-- PROMPT --
Copy out every one of the rows below, keeping each line unchanged.

-- PROVIDED RECORDS --

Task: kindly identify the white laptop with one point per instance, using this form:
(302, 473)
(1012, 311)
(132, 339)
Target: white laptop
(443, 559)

-- REPLY --
Task: kindly identify the white laptop with one point per instance, using this form:
(302, 473)
(1012, 311)
(132, 339)
Target: white laptop
(443, 559)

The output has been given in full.